• [TASK DIRECTIONS]: Return each of the entries below word for word.

Dataset entries:
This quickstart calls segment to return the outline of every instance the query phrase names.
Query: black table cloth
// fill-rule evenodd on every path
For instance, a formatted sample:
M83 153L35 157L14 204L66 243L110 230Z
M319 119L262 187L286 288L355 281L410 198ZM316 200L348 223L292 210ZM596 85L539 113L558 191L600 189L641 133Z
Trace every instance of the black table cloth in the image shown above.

• [ANSWER TO THIS EXERCISE]:
This quickstart calls segment to return the outline of every instance the query phrase names.
Query: black table cloth
// fill-rule evenodd on every path
For instance, a formatted sample:
M83 153L35 157L14 204L66 243L110 230Z
M319 119L262 187L286 288L355 281L410 198ZM316 200L348 223L292 210ZM596 85L539 113L558 191L600 189L641 133Z
Trace every instance of the black table cloth in the image shown above.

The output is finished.